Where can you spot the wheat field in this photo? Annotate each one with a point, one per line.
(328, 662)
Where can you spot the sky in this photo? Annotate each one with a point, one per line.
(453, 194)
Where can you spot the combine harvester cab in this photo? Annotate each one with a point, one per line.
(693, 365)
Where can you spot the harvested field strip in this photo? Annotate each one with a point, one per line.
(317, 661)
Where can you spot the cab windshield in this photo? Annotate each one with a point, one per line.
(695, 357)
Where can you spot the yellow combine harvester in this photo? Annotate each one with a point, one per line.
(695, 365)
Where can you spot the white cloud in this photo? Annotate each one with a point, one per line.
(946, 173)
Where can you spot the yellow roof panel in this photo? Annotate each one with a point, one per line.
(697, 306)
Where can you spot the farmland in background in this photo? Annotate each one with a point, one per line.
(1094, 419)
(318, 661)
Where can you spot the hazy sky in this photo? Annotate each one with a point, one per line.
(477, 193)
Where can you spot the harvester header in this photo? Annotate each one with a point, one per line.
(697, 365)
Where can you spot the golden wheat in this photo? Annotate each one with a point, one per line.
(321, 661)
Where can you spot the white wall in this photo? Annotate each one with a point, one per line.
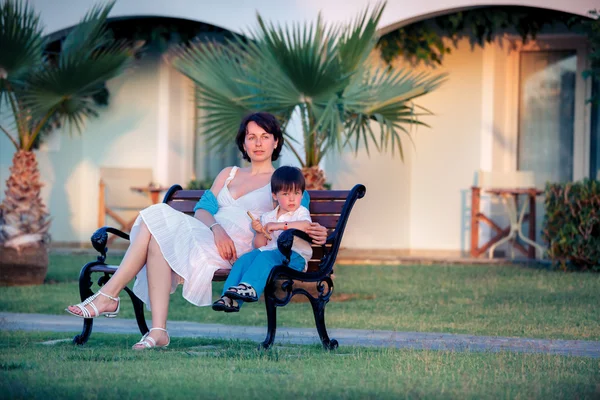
(238, 16)
(447, 155)
(418, 204)
(146, 125)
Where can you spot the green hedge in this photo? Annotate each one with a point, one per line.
(572, 224)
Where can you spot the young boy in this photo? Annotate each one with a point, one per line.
(251, 271)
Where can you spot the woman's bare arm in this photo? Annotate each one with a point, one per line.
(224, 243)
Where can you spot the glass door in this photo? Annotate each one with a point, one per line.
(546, 122)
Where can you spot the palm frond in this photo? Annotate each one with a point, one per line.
(88, 36)
(322, 71)
(385, 97)
(359, 39)
(21, 40)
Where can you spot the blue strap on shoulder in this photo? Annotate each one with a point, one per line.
(208, 202)
(305, 199)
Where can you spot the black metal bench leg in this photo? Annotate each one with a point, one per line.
(138, 307)
(85, 291)
(271, 321)
(318, 305)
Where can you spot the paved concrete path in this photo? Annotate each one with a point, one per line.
(347, 337)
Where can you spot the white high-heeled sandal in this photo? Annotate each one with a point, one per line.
(85, 313)
(149, 342)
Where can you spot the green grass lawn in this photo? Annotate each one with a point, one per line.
(480, 300)
(215, 369)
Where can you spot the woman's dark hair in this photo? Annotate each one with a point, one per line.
(287, 179)
(266, 121)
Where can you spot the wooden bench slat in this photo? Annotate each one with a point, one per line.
(186, 206)
(333, 207)
(328, 221)
(314, 194)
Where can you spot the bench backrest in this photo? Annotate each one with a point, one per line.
(329, 208)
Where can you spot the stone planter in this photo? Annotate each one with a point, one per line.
(27, 267)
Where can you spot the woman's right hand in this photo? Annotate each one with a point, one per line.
(224, 244)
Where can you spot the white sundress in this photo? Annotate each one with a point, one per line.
(189, 246)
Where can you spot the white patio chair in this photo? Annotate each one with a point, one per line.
(117, 200)
(511, 180)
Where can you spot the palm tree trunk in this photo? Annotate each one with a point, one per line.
(24, 219)
(314, 177)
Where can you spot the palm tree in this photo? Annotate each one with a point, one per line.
(321, 72)
(40, 91)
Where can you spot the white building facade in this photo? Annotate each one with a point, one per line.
(420, 205)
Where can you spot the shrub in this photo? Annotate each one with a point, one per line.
(572, 224)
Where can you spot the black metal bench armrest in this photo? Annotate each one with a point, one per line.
(100, 238)
(286, 240)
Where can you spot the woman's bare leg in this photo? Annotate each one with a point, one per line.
(132, 263)
(159, 289)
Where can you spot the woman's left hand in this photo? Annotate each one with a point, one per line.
(317, 232)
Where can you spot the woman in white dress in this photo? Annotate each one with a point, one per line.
(169, 248)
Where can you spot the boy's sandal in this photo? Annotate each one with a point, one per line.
(148, 343)
(242, 292)
(85, 313)
(226, 304)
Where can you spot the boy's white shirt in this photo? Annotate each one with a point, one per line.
(300, 246)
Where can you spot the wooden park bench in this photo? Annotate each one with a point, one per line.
(330, 208)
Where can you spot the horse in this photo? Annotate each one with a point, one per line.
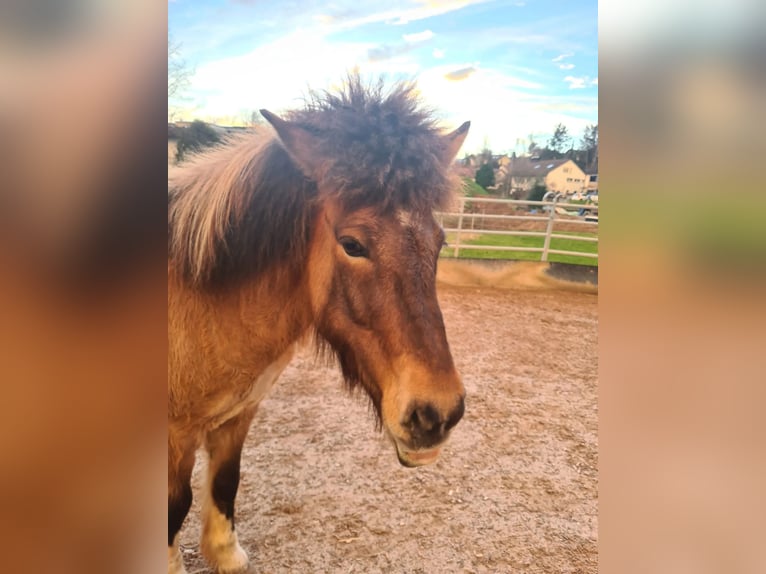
(318, 227)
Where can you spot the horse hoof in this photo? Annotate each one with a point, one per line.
(175, 562)
(231, 561)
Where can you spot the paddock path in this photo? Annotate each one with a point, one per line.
(515, 489)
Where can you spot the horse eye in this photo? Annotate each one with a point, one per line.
(352, 247)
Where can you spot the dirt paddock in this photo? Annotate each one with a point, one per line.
(515, 489)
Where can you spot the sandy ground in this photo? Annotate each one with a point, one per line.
(515, 489)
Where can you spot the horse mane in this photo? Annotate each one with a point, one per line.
(245, 206)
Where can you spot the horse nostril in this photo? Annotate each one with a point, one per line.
(456, 414)
(424, 418)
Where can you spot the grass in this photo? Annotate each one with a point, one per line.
(511, 240)
(473, 189)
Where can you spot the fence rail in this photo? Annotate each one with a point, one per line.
(522, 219)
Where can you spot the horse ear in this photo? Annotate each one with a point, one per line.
(453, 141)
(299, 143)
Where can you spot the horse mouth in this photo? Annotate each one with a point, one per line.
(414, 458)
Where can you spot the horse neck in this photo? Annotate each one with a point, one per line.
(277, 305)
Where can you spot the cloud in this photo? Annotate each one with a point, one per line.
(580, 82)
(427, 9)
(461, 74)
(418, 37)
(387, 51)
(560, 57)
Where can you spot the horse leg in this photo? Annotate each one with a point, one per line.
(180, 466)
(219, 543)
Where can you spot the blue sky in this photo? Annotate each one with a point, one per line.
(514, 68)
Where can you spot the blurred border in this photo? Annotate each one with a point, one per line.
(683, 223)
(83, 341)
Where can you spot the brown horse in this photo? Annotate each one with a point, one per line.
(325, 228)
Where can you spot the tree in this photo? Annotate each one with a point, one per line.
(179, 72)
(589, 145)
(179, 75)
(537, 192)
(485, 176)
(560, 140)
(195, 138)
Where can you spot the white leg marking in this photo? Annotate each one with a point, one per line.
(175, 561)
(219, 543)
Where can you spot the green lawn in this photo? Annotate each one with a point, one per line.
(473, 189)
(510, 240)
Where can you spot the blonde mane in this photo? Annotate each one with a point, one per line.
(240, 208)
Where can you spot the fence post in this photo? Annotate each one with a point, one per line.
(549, 229)
(459, 228)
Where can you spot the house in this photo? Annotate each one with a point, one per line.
(560, 175)
(592, 180)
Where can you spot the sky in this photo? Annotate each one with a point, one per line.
(514, 68)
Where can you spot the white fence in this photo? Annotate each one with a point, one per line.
(469, 219)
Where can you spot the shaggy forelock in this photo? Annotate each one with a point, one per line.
(237, 210)
(379, 148)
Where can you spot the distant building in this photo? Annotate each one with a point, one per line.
(560, 175)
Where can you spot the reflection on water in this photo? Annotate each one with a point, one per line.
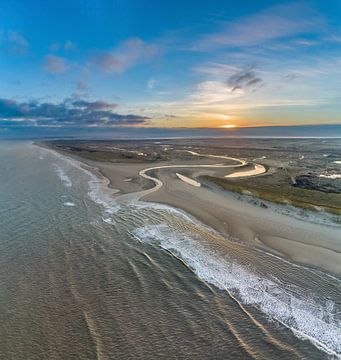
(134, 280)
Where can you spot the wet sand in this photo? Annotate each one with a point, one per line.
(302, 241)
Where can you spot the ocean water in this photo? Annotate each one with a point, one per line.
(83, 276)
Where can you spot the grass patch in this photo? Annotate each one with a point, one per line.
(283, 194)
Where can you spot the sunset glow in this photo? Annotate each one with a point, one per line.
(227, 126)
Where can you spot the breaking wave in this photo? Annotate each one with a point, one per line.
(316, 321)
(66, 181)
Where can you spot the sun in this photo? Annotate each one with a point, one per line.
(227, 126)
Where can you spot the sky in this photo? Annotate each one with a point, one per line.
(87, 64)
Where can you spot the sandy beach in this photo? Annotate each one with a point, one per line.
(302, 241)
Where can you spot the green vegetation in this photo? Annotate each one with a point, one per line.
(282, 193)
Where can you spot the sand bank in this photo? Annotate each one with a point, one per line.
(257, 170)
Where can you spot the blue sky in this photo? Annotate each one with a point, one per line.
(103, 64)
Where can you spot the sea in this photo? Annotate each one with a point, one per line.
(84, 275)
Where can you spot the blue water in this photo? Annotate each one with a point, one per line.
(85, 277)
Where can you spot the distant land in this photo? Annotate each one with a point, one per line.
(304, 131)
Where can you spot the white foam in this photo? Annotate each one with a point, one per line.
(99, 191)
(331, 176)
(299, 312)
(66, 181)
(69, 203)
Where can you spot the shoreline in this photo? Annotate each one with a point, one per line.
(306, 243)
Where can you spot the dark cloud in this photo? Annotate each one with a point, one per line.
(244, 79)
(69, 113)
(82, 85)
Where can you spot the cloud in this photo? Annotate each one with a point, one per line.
(69, 45)
(55, 64)
(81, 85)
(69, 113)
(125, 56)
(16, 43)
(276, 22)
(244, 80)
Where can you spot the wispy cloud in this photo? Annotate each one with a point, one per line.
(126, 55)
(244, 79)
(277, 22)
(69, 113)
(55, 64)
(14, 42)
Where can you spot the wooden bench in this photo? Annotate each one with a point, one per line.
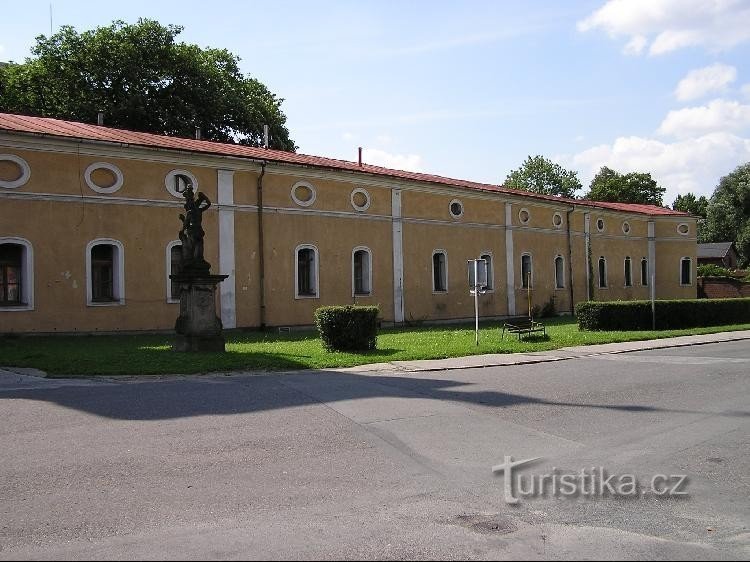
(523, 325)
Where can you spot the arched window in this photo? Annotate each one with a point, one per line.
(174, 257)
(361, 271)
(685, 271)
(439, 272)
(105, 272)
(306, 272)
(487, 256)
(628, 272)
(559, 272)
(16, 274)
(527, 273)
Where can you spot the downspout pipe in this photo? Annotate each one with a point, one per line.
(570, 259)
(261, 248)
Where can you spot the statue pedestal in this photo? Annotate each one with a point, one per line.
(198, 328)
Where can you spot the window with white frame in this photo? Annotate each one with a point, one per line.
(174, 259)
(16, 274)
(439, 271)
(602, 273)
(559, 272)
(527, 273)
(361, 272)
(686, 271)
(487, 256)
(105, 272)
(306, 272)
(628, 272)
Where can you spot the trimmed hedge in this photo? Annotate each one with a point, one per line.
(670, 315)
(348, 328)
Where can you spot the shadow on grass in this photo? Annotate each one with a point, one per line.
(236, 395)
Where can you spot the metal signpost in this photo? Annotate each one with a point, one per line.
(477, 271)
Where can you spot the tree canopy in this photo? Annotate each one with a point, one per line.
(728, 214)
(540, 175)
(144, 80)
(635, 187)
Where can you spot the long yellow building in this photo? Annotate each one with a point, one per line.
(89, 223)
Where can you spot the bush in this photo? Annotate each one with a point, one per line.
(348, 328)
(711, 270)
(670, 315)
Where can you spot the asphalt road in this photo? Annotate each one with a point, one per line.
(380, 465)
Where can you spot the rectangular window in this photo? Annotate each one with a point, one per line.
(102, 273)
(439, 280)
(526, 273)
(685, 273)
(361, 272)
(11, 264)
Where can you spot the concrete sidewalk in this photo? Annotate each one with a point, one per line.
(504, 359)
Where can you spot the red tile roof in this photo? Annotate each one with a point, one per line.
(83, 131)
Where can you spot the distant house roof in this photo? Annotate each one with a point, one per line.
(70, 129)
(716, 250)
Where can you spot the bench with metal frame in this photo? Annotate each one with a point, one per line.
(523, 325)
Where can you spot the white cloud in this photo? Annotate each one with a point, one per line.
(694, 164)
(670, 25)
(702, 81)
(718, 116)
(409, 162)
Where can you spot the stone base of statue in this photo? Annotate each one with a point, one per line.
(198, 328)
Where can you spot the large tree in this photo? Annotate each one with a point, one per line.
(144, 80)
(540, 175)
(728, 216)
(635, 187)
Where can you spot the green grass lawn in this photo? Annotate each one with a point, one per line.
(151, 354)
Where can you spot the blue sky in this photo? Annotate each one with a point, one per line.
(469, 89)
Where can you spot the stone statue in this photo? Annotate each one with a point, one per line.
(192, 233)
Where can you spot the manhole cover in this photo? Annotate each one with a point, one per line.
(486, 524)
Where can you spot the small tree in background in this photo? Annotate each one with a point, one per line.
(541, 175)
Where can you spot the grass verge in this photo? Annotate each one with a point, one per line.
(255, 351)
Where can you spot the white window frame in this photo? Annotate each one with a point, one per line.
(169, 181)
(432, 267)
(689, 260)
(559, 286)
(118, 275)
(27, 274)
(316, 271)
(627, 261)
(171, 299)
(599, 273)
(531, 270)
(25, 171)
(369, 272)
(490, 270)
(119, 179)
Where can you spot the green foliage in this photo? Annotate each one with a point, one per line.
(541, 175)
(348, 328)
(728, 214)
(145, 81)
(612, 186)
(670, 315)
(712, 270)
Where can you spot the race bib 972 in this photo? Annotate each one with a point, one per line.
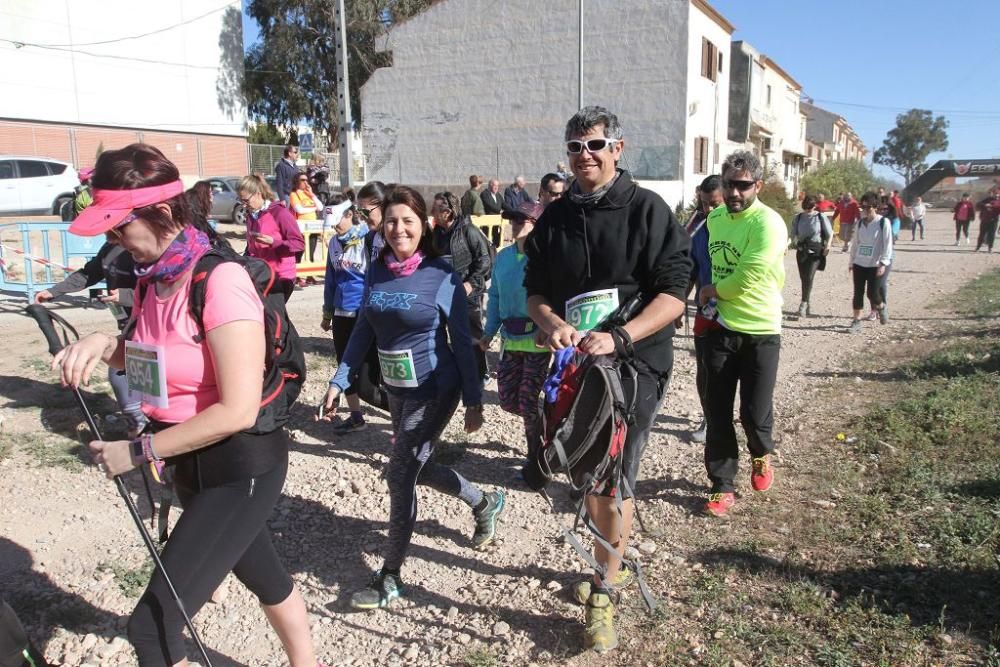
(585, 311)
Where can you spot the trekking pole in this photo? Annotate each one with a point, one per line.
(44, 318)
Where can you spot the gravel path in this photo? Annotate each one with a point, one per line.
(60, 525)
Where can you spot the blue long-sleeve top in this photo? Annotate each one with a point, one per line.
(346, 265)
(411, 319)
(508, 299)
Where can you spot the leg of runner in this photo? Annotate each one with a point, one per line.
(722, 450)
(758, 374)
(222, 529)
(534, 371)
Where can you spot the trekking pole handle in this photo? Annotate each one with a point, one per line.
(42, 316)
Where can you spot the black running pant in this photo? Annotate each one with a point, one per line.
(222, 529)
(961, 227)
(751, 362)
(808, 263)
(866, 282)
(15, 647)
(987, 233)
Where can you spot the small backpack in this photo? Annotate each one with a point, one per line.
(284, 361)
(586, 415)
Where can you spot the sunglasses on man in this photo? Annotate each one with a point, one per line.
(575, 146)
(742, 186)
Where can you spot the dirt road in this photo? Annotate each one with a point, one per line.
(72, 564)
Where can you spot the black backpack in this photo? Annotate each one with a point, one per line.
(284, 361)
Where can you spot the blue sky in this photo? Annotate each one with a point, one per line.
(869, 60)
(891, 54)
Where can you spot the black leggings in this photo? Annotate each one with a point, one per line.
(865, 281)
(961, 227)
(749, 362)
(222, 529)
(808, 263)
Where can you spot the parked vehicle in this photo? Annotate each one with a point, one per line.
(35, 185)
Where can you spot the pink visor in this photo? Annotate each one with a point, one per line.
(110, 207)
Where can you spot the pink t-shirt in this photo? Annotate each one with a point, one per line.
(190, 373)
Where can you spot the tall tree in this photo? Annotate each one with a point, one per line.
(291, 71)
(917, 134)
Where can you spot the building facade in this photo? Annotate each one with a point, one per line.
(87, 80)
(830, 137)
(765, 116)
(467, 95)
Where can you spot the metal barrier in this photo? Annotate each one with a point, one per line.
(34, 256)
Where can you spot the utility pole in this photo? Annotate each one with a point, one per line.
(345, 124)
(579, 37)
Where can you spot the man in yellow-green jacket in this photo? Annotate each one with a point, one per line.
(747, 242)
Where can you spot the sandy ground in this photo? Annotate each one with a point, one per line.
(65, 531)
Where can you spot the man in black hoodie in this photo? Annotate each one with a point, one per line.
(607, 240)
(467, 248)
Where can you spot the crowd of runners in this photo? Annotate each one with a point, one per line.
(415, 295)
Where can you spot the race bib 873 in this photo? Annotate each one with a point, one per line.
(397, 367)
(587, 310)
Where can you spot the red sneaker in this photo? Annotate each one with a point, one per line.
(719, 503)
(761, 473)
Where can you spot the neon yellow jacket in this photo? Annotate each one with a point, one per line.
(747, 250)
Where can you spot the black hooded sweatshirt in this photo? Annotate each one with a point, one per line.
(628, 240)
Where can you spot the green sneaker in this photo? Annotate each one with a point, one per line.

* _Stated task_:
Copy exactly the lines of the listing above, beginning at the line with "Where can you spot the tall" and ending at its final line; write out nothing else.

* _Finished exercise_:
Where can you spot the tall tree in this photo? Annotate each one with a point, one per line.
(291, 71)
(917, 134)
Where can you spot the building facade in this photo? Annotate each one with a point, one per line.
(87, 80)
(830, 137)
(765, 116)
(467, 95)
Where can you spot the metal barrier in this photo? Annotate each one with a point, one per line.
(34, 256)
Where can you spot the utility pole in this photo? Annotate each one with a point, one per line.
(345, 124)
(579, 37)
Where can you spot the man in yellow-green jacket in this photo? Annotate each one with a point, one per line.
(747, 242)
Where can you spot the sandy ground in this photo? Annotate each one with a point, one per line.
(65, 531)
Where can you spot the man in black hoodie in this photo? Annotate each one with a point, one per line.
(607, 240)
(467, 248)
Where can you spot the crowd of runners in this photo? Annotate each one with a point, one per line.
(415, 295)
Where can you spot the race bib 873 in this photo? Annotate each one with a point, one per line.
(397, 367)
(587, 310)
Where can you spot the red sneaker in this photo? Annotate each one with a point, one per line.
(719, 503)
(761, 473)
Where can you spot the neon yellow jacket in this photo? Annotate each one with a point, one per line.
(747, 250)
Where can you spot the black hooded sweatshirt in this photo? Annotate each one with a point, one per line.
(628, 240)
Where can you spot the green sneaker in this photo? Annotate each one with a point, one per line.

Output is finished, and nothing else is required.